Given task: Convert the lines from the one containing "Where can you spot the man's face?" through the one containing "[[90, 114]]", both included, into a numbered list, leaving out any blank lines.

Provided material:
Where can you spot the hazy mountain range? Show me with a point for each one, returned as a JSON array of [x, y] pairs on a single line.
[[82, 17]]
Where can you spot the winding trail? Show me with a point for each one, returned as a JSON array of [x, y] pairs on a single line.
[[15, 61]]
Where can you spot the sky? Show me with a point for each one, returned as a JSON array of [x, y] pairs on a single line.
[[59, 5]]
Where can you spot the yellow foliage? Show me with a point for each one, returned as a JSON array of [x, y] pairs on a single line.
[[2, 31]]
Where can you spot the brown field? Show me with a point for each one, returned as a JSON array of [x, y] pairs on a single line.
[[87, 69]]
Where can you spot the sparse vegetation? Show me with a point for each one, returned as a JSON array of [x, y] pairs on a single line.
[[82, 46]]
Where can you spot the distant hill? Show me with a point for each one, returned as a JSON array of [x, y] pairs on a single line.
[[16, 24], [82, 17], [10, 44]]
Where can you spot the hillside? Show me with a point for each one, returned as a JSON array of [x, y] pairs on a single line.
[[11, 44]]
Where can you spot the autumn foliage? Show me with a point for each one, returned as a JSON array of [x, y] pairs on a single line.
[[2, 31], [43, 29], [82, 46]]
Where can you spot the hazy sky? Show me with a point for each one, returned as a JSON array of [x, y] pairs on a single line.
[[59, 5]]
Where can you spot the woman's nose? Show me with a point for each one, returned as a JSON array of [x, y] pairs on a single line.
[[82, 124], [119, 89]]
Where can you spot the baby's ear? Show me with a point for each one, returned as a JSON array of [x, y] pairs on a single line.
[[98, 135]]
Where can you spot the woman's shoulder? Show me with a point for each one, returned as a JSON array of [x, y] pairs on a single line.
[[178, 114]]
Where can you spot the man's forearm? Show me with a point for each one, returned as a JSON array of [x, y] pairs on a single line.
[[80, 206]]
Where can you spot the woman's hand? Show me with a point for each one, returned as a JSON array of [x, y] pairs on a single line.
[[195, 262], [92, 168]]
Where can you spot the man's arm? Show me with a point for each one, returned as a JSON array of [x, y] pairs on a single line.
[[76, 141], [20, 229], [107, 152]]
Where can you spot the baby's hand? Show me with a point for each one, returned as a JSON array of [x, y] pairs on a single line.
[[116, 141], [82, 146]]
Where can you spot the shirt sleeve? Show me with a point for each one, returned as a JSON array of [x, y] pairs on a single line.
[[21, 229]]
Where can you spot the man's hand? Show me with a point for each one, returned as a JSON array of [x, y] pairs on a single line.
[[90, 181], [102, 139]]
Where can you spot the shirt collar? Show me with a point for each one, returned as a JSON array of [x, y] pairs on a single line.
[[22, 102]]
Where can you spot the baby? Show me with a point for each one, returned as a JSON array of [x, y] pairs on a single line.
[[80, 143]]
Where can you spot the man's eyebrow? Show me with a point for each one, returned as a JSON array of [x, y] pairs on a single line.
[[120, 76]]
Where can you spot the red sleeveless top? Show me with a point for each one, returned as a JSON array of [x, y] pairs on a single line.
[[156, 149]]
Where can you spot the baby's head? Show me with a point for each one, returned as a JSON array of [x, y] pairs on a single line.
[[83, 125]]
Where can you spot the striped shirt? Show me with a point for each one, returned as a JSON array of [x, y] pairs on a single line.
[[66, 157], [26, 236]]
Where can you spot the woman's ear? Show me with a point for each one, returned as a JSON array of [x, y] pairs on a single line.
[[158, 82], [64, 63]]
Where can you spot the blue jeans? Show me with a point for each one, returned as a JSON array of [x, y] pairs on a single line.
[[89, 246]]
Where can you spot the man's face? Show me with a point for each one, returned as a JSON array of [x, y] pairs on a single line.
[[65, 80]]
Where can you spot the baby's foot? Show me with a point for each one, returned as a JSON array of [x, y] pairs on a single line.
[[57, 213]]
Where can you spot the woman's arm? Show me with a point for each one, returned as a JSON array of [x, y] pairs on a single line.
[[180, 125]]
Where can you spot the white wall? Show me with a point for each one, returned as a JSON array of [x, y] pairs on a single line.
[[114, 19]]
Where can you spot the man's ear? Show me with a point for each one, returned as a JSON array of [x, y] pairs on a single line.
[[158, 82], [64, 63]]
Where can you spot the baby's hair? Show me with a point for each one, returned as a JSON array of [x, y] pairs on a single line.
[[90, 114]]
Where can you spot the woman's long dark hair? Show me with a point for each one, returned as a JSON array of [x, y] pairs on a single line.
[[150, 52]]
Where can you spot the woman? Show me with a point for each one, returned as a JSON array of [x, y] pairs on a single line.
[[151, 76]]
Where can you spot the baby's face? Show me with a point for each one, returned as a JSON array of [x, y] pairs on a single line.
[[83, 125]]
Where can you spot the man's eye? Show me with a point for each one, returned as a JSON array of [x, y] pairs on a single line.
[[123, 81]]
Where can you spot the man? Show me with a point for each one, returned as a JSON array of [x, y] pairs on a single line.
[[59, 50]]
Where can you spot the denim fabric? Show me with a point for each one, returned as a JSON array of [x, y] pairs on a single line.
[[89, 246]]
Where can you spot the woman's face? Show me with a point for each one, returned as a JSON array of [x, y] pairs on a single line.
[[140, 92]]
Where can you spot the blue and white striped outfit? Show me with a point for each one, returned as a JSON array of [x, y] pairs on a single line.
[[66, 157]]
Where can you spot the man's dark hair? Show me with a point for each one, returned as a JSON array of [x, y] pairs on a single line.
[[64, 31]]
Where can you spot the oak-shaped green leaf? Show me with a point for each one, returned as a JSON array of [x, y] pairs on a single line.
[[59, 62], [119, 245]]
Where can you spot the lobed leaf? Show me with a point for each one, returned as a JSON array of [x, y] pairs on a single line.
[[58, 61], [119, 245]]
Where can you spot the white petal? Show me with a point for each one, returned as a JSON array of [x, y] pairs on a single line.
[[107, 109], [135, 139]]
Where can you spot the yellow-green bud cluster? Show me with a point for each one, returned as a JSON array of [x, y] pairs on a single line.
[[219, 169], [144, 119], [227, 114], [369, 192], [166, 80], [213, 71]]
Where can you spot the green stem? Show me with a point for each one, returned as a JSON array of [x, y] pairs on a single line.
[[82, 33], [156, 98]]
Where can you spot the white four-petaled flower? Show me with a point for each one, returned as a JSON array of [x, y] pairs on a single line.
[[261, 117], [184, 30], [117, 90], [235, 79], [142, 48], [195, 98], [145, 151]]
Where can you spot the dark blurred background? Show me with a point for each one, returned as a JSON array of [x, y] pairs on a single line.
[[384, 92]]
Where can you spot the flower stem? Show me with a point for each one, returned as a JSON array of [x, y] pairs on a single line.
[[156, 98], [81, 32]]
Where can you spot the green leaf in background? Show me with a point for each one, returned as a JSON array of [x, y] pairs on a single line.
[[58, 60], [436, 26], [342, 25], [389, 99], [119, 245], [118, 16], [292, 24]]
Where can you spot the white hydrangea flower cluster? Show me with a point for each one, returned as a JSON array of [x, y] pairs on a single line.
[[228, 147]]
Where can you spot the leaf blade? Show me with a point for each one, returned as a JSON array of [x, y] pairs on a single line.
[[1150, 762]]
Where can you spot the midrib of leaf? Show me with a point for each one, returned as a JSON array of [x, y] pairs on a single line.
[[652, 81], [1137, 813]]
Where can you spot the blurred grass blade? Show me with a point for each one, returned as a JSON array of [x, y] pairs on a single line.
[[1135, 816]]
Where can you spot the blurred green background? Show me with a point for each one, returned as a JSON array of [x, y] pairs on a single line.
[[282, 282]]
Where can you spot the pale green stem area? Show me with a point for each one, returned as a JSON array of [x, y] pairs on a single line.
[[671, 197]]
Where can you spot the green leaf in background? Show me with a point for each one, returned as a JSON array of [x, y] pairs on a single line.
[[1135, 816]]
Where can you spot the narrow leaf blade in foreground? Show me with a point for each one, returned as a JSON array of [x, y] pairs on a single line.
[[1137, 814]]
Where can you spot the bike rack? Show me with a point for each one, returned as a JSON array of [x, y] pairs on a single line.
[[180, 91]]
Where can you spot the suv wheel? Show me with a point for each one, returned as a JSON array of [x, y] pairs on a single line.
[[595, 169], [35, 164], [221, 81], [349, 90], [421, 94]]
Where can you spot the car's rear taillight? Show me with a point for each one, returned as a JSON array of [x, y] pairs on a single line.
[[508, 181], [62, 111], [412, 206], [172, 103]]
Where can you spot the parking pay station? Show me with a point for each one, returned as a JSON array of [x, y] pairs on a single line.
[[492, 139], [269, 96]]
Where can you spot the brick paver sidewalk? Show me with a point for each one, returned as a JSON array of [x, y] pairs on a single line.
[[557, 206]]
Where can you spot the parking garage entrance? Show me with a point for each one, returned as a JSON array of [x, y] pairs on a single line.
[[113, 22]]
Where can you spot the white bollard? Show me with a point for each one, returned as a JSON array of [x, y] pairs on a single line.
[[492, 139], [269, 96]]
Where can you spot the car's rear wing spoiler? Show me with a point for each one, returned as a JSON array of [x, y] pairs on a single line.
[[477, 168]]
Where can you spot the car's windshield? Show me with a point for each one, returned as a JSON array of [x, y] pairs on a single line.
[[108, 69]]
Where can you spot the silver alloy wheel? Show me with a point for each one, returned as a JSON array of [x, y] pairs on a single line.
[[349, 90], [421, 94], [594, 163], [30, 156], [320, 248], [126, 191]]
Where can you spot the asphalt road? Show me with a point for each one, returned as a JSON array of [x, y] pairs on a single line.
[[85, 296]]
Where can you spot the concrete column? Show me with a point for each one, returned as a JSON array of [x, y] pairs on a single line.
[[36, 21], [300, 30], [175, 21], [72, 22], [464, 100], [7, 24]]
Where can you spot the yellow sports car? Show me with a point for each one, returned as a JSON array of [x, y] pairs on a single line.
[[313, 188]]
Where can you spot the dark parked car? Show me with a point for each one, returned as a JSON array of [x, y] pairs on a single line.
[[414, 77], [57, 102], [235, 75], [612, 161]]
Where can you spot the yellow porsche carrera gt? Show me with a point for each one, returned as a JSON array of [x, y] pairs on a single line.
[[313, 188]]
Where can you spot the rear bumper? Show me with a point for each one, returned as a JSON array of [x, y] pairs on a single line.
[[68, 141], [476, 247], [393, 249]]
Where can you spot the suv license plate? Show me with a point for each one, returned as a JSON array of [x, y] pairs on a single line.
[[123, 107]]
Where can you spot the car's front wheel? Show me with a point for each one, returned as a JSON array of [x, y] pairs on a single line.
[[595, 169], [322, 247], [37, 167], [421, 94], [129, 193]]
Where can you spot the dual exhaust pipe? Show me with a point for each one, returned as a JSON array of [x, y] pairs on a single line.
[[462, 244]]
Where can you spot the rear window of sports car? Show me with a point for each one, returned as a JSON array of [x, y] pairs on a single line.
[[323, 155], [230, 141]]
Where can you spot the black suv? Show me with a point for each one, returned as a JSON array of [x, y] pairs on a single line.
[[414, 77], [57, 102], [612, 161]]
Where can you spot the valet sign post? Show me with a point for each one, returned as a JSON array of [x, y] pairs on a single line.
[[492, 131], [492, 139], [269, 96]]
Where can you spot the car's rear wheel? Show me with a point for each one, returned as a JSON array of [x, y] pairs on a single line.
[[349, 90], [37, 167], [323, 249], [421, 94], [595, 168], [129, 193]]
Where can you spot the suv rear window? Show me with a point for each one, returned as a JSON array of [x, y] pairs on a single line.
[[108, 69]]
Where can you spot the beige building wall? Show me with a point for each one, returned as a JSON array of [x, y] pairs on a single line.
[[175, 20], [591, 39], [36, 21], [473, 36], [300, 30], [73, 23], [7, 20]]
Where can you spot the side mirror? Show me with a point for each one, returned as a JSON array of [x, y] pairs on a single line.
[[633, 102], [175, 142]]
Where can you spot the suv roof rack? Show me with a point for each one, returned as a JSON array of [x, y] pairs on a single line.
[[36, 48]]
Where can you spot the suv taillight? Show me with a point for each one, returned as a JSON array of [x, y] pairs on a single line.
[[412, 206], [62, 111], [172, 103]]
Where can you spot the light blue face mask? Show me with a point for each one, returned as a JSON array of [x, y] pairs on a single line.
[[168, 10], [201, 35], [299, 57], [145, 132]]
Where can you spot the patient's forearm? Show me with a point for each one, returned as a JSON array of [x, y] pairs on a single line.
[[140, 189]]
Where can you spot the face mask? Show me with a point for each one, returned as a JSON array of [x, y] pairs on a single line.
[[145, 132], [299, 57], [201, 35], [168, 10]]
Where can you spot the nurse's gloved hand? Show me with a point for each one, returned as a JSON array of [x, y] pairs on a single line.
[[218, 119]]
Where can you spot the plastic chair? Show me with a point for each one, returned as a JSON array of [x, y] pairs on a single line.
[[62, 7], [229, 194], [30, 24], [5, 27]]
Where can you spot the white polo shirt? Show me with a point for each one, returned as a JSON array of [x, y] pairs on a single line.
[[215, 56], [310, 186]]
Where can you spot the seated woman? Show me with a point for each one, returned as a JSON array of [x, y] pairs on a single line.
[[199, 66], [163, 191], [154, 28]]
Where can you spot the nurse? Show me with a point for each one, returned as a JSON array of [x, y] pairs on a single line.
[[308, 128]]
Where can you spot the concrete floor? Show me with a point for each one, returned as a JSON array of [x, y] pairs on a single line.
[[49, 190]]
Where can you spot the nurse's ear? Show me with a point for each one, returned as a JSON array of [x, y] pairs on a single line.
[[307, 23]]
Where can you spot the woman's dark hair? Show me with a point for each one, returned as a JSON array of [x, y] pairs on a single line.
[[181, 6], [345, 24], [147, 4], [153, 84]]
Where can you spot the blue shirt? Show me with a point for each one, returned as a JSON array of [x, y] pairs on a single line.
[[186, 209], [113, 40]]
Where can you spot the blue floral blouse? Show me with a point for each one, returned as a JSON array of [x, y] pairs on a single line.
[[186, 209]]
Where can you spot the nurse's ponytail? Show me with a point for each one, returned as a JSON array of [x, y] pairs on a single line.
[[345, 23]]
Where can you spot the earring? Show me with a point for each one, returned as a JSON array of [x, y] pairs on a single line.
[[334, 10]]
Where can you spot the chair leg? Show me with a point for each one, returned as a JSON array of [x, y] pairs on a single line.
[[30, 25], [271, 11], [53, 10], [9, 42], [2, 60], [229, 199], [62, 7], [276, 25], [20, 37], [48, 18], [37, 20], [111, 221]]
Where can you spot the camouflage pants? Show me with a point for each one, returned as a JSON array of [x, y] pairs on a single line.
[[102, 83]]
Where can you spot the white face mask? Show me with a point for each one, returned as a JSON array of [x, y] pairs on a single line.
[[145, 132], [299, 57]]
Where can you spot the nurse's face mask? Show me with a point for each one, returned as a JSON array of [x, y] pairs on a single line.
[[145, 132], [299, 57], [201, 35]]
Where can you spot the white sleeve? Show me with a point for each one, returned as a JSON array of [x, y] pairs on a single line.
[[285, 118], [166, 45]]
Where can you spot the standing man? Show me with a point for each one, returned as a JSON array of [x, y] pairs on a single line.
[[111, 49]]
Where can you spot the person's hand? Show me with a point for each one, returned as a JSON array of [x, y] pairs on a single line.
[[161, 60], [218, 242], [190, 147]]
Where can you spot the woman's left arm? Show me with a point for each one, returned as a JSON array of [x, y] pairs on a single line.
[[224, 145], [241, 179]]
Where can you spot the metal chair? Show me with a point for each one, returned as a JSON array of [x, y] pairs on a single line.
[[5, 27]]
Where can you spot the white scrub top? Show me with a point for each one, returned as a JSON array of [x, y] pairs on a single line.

Worked answer:
1. Where can you spot the man's face? Show me with a point for each one, returned as a JSON array of [x, y] pairs on a single line.
2. [[65, 80]]
3. Where can you spot the baby's foot? Show me with a point for each one, returned as a JSON array of [x, y] pairs on a single line.
4. [[57, 213]]
5. Where can you spot the woman's arm? Show me with a point for each one, returned as a JSON array of [x, y] pairs on a single line.
6. [[180, 125]]
7. Where can you spot the white wall? Show me with a point for each one, returned as a JSON array of [x, y] pairs on a single line.
8. [[114, 19]]
9. Where can you spot the man's ear? Show me with a point for each one, returned as a JSON array of [x, y] pairs on a single line.
10. [[158, 82], [64, 63]]
11. Where can you spot the baby's hair? Show me with a point for each one, returned as a JSON array of [x, y] pairs on a single line.
12. [[90, 114]]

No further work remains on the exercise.